== INSTRUCCIONES DE TRABAJO ==
Continúa la crónica sobre el cambio climático en las películas del Festival de Gijón a partir de su última oración.

== TEXTO PROPORCIONADO ==
○ ○ ○

(Imagen de cabecera: How to Blow Up a Pipeline de Daniel Goldhaber)

Ángela Rodríguez (Festival de Gijón)

Tras unos días instalada en las salas del Festival de Gijón, observo cómo las películas empiezan a dialogar entre sí, trazando lazos que actúan como un mecanismo de comprensión, como un sistema de localización. En estas jornadas, dos títulos presentados en la Sección Oficial Retueyos han reflexionado sobre el cambio climático y sus consecuencias de formas dispares. Por un lado, How to Blow Up a Pipeline de Daniel Goldhaber aborda la cuestión desde una posición directa, invitando a la lucha, mientras que Ordinary Failure de Cristina Grosan prefiere apostar por la fabulación de corte fatalista, planteando una historia de tres personajes con el telón de fondo del fin del mundo.

○ ○ ○

== DATOS MOSTRADOS ==
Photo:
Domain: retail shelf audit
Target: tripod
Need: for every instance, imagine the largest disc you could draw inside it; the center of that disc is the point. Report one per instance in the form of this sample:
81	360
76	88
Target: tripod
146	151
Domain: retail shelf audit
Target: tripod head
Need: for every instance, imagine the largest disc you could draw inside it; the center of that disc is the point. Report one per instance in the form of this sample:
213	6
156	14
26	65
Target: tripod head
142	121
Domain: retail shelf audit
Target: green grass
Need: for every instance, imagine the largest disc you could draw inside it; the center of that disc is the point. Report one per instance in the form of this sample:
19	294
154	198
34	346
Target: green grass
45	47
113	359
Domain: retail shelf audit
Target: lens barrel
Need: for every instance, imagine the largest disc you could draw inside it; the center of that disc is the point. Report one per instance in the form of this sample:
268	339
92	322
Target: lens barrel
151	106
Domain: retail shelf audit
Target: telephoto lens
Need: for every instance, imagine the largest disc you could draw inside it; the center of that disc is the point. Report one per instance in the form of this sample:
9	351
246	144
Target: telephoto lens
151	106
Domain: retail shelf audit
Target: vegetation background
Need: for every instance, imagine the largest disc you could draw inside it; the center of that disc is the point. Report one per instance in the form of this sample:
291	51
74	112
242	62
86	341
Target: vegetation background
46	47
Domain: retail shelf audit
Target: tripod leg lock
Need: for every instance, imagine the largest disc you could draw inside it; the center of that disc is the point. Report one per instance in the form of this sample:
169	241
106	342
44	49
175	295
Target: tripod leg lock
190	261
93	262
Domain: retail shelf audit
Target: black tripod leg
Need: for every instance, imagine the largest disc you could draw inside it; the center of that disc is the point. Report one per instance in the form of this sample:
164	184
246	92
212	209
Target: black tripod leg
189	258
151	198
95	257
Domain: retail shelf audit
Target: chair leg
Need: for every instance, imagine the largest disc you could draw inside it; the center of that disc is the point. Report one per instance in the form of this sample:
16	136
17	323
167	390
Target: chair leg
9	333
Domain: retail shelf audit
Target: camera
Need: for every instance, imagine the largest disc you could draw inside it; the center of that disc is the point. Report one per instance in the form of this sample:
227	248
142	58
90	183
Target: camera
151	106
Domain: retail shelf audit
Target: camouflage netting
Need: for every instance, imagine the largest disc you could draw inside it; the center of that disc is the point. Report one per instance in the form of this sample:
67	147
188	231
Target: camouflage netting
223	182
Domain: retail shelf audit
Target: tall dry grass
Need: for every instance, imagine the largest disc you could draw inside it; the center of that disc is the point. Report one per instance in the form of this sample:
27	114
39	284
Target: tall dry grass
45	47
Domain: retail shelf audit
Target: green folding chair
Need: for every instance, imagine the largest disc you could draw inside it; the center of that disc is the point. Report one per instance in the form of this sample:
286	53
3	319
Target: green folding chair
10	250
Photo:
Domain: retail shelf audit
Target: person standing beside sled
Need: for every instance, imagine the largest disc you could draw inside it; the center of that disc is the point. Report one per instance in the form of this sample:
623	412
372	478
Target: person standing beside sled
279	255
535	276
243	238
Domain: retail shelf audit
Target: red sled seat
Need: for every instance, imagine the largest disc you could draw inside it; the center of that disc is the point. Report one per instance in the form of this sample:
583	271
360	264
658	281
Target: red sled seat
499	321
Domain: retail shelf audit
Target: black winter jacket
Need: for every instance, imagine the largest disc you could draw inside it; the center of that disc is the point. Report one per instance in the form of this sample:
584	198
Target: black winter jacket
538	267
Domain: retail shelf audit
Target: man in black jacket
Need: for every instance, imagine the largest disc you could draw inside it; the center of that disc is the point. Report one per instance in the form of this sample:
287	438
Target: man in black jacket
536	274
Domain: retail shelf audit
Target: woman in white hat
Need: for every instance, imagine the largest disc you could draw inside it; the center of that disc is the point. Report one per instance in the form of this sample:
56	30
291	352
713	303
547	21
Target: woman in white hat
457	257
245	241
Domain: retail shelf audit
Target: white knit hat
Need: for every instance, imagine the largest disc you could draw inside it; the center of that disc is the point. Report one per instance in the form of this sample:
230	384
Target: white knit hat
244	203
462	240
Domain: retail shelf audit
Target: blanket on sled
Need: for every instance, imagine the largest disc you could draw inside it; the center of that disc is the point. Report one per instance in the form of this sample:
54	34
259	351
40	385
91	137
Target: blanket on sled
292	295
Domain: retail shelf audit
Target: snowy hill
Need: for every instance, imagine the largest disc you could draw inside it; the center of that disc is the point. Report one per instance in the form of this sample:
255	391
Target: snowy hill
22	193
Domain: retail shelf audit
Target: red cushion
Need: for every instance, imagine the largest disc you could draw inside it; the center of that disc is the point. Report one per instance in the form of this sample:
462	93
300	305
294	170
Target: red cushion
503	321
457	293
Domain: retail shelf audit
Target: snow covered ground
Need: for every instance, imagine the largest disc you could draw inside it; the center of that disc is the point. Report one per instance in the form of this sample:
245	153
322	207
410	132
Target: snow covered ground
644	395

○ ○ ○

== TU RESPUESTA ==
El film de Goldhaber se enmarca en un contexto marcado por las alarmas, y no solo las generadas por el calentamiento global. Ante las polémicas acciones acometidas recientemente por activistas medioambientalistas en museos, la sociedad se pregunta acerca de la ética y los daños materiales que hay detrás de estas llamadas (o aullidos) de atención. How to Blow Up a Pipeline dota de imágenes y corporeidad al manifiesto homónimo de Andreas Malm, que incita a luchar contra el cambio climático desde la esfera física, usando el cuerpo y otros recursos disponibles. Así, partiendo de una premisa potente, que trae a la memoria Night Moves de Kelly Reichardt, Goldhaber construye un thriller efectivo en términos de ritmo e interés. Un compás frenético que trasmite una sensación constante de falta de tiempo, incluso cuando el film, mediante una narración estructurada por capítulos, parece distraerse poniendo a los personajes en contexto.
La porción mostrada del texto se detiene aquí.